GIVEN EXERCISE 1: In the article about Micro Kingdoms: Senses, which sense do Leaf Cutter Ants use to forage leaves?
===== PAGE TEXT =====
Technologies such as Spatial Computing, Mixed Reality (MR) and Augmented Reality (AR) allow us to create experiences where digital and physical worlds fully interact with each other. This means we’re able to tell stories that understand the space you’re in, and then respond accordingly. It’s an incredible affordance that presents an interesting challenge – how do you create a meaningful experience for the audience when no two rooms are the same? 

With BBC Earth – Micro Kingdoms: Senses, we set out to use Magic Leap’s spatial computing technology to bring the natural world into the user’s world. Teaming up with BBC Studios’ Natural History Unit, we brought together our expertise to create a new format for spatial storytelling that seamlessly blends the physical, digital and natural worlds.

It’s been an incredible journey. Here’s what we learnt.

Make sure the story fits the space

Micro Kingdoms: Senses provided us with the opportunity to tell the stories of two fantastic creatures: the Leaf Cutting Ants colony in the tropical rainforests of Central America and a Wandering Spider in the Atlantic Forest of Eastern Brazil.

Making use of the Natural History Unit’s detailed archives, we studied hours of video footage to select creatures based on their ‘senses’ and how they perceive the world around them. Leaf Cutter Ants use smell to forage leaves and produce pheromone trails to guide other workers. The Wandering Spider uses touch via tiny hairs on their bodies to detect vibrations of prey as it wanders the forest floor. Breaking down the key attributes and behaviours of each creature allowed us to establish the narrative journey and a story that worked in any space.

Breaking down the key attributes and behaviours of each creature allowed us to establish the narrative journey

Concept sketches

Let players play an active role

Once this foundational flow was created, and the senses weaved through it, our attention was turned to the player’s agency. From the start one of our key pillars was to create active storytelling: as a player you are taking part rather than being a passive observer. 

Whilst the chapters have a distinct narrative arc, the way the story unfolds is linked to the user’s environment – the physical space they are in – and the way they choose to interact with it. Using a magnifying glass players can explore a specific scene and in other areas players can experiment with the props within the scene to see how the creatures react. An example of this is when the player is asked to lure out the Wandering Spider from under a log. Drop a rock near it and you’ll scare it, a leaf meanwhile will produce just the right vibration to coax it out. It’s all about how you use the environment.

The way the story unfolds is linked to the user’s environment - the physical space they are in - and the way they choose to interact with it

Breathe Life Into the Room

Bringing the creatures and environmental props to life used a variety of techniques. First studying a large amount of visual material and footage of each of the creatures in their real world environments. We needed to be true to life, so detailing of the creatures’ joints, muscle weights and world textures were carefully created using hand crafted materials and photogrammetry assets. 

Leaf floor litter, bark, fallen logs, banana plants and many other objects were created and brought into the experience true to real life scale. Visual and technical effects were applied to the props which allowed them to respond to a player’s touch and bend as they’re being plucked.

Bring Out Authentic Behaviours

We knew this experience had to feel like it was alive so we made an early decision to drive the creatures using AI. This meant breaking down each possible locomotion movements and hand animate them, carefully checking against real footage. With all the animation clips created, these were linked up into an animator controller driven by the AI system.
=====
GIVEN EXERCISE 2: In the listing, rewrite the stretch from the line containing "of the jagged" through the line containing "M70 110L109 73L173", changing "segmenter" to "tracer" and leaving everything else as it is. Omit the pictures.
===== MATERIAL FOR THIS EXERCISE =====
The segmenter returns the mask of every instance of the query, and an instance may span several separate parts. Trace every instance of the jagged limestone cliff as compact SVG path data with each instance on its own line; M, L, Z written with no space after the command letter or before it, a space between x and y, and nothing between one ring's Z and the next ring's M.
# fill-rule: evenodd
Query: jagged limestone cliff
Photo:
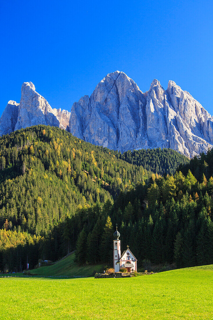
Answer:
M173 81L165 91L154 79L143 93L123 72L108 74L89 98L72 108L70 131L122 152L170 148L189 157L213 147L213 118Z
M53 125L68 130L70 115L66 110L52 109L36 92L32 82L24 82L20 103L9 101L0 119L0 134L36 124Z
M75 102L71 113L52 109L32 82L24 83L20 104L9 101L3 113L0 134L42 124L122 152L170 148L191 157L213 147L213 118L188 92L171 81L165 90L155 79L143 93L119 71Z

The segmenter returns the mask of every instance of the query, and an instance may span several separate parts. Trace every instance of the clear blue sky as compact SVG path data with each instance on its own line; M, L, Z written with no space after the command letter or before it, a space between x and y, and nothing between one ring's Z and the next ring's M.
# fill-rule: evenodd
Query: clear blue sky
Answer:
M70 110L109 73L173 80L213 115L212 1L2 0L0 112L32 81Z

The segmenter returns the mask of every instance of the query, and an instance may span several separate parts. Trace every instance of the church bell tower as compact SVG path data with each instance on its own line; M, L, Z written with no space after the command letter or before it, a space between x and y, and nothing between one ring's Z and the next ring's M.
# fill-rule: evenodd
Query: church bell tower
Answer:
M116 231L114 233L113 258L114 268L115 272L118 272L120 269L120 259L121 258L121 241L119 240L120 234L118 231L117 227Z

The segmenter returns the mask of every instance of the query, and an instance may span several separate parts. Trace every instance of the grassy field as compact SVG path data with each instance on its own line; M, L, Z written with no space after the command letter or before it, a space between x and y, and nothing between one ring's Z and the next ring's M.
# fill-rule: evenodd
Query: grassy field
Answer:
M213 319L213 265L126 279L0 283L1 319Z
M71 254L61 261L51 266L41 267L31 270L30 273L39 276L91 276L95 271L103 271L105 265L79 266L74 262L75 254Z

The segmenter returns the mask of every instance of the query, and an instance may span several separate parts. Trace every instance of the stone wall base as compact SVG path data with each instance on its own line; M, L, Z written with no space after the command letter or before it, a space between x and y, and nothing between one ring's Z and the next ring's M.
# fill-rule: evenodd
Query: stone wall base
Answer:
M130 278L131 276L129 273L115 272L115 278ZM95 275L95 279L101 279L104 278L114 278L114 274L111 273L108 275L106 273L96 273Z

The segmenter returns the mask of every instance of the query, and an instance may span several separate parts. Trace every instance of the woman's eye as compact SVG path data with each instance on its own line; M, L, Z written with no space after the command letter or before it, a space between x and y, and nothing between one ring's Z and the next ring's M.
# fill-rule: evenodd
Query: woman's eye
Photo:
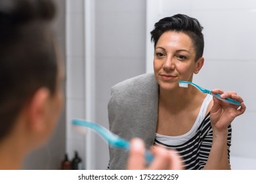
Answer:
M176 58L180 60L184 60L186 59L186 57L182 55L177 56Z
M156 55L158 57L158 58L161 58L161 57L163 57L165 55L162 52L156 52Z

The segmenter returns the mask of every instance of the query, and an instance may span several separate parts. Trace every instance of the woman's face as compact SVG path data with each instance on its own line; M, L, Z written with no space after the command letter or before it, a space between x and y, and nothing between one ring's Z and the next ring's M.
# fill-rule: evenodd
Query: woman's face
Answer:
=====
===== MATERIAL FOR THIS EXERCISE =====
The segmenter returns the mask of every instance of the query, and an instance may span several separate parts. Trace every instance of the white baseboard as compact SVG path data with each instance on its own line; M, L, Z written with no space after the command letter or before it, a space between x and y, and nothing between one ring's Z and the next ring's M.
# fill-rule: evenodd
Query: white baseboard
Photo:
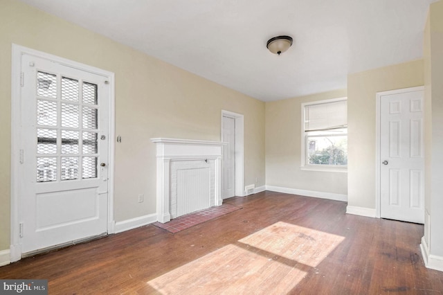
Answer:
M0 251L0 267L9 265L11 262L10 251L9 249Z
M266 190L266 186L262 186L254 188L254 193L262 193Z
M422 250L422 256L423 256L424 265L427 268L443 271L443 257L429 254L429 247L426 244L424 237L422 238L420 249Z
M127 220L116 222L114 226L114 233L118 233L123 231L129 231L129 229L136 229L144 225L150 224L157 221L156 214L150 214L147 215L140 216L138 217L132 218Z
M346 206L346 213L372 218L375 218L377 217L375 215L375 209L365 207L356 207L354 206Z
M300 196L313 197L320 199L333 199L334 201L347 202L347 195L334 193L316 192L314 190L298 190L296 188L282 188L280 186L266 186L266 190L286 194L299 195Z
=====
TASK RESPONSE 1: Smell.

TASK RESPONSE 2:
The tracer returns the mask of every instance of the query, and an instance may span several separate parts. Trace every instance of the jagged limestone cliff as compact SVG path data with each instance on its own line; M, L, Z written with no space after the command letter or before it, a space between x and y, and nothing between one ring's Z and the next ring's M.
# fill-rule: evenodd
Query: jagged limestone cliff
Photo:
Answer:
M173 81L165 91L154 79L143 93L123 72L108 74L89 98L72 108L70 131L122 152L170 148L189 157L213 147L213 118Z
M53 125L68 130L70 115L66 110L52 109L36 92L32 82L24 82L20 103L9 101L0 119L0 134L36 124Z
M75 102L71 113L52 109L32 82L24 83L20 104L9 101L3 113L0 134L42 124L122 152L170 148L191 157L213 147L213 118L188 92L171 81L165 90L155 79L143 93L119 71Z

The tracer returns the mask of every instance of the query, and an instance may span several separate parts. Trace every instance of the clear blue sky as compact SVG path data with each instance on its own line; M, L, Z written with no space after the command letter or before it, a space between x and y, and nothing between one ring's Z and the next ring's M.
# fill-rule: evenodd
Query: clear blue sky
Answer:
M70 110L109 73L173 80L213 115L212 1L2 0L0 112L32 81Z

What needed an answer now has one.